[A block of data]
## START

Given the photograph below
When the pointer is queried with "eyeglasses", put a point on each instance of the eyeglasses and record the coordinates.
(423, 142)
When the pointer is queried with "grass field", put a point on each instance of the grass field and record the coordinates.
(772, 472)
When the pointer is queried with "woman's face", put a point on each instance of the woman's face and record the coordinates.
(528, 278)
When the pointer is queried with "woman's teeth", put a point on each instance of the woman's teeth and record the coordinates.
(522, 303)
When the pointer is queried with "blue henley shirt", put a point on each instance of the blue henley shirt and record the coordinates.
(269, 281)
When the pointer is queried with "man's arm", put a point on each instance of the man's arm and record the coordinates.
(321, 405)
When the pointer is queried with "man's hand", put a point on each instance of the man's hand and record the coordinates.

## END

• AIM:
Return every line of the entries unchanged, from the line containing "face and record the coordinates." through the final line of the entries, including both.

• WORKED ANSWER:
When the pointer is queried with "woman's face", put a point on each instance of the woman's face and record the coordinates.
(528, 278)
When the pointer is queried with "woman's teeth", put a point on each instance of the woman's teeth and record the coordinates.
(522, 303)
When the pointer is queried with "blue henley shirt", put a point on each instance of the blue henley shirt and record the coordinates.
(269, 281)
When the pointer is queried with "man's arm", put a point on each instance of the man's arm and record the coordinates.
(321, 405)
When the pointer is queried with "man's hand", put a point on each instance of the man's hand and record the coordinates.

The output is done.